THE INPUT

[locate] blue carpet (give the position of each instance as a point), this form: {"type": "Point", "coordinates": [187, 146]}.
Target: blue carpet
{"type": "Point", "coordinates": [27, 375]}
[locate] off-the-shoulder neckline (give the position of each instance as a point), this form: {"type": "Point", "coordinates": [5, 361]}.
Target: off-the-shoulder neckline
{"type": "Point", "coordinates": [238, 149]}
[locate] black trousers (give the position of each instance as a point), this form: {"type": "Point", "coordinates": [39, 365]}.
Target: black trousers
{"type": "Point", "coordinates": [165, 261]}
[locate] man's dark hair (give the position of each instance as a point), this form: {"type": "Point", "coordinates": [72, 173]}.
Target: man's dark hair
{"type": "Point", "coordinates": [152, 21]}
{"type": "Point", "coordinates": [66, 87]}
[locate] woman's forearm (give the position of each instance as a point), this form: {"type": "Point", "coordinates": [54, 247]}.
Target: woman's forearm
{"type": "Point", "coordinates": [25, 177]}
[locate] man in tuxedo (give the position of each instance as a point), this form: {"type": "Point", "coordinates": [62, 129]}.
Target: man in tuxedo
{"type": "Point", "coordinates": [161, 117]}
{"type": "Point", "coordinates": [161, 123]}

SET EXERCISE
Only the lines from the one containing "[locate] off-the-shoulder neckline" through the end of the entries above belong in the answer; repeat them exactly.

TASK SOLUTION
[locate] off-the-shoulder neckline (give the position of each instance as a point), this form: {"type": "Point", "coordinates": [5, 361]}.
Target: off-the-shoulder neckline
{"type": "Point", "coordinates": [238, 149]}
[locate] black trousers (give the position of each instance as a point), this form: {"type": "Point", "coordinates": [39, 365]}.
Target: black trousers
{"type": "Point", "coordinates": [165, 261]}
[locate] man's dark hair (give the position of each instance as a point), this form: {"type": "Point", "coordinates": [72, 173]}.
Target: man's dark hair
{"type": "Point", "coordinates": [152, 21]}
{"type": "Point", "coordinates": [66, 87]}
[locate] woman's forearm (give the position of each instance as a point), this form: {"type": "Point", "coordinates": [54, 247]}.
Target: woman's forearm
{"type": "Point", "coordinates": [25, 177]}
[locate] man in tuxedo (give the position of each instance as a point), this form: {"type": "Point", "coordinates": [62, 129]}.
Target: man in tuxedo
{"type": "Point", "coordinates": [161, 117]}
{"type": "Point", "coordinates": [161, 123]}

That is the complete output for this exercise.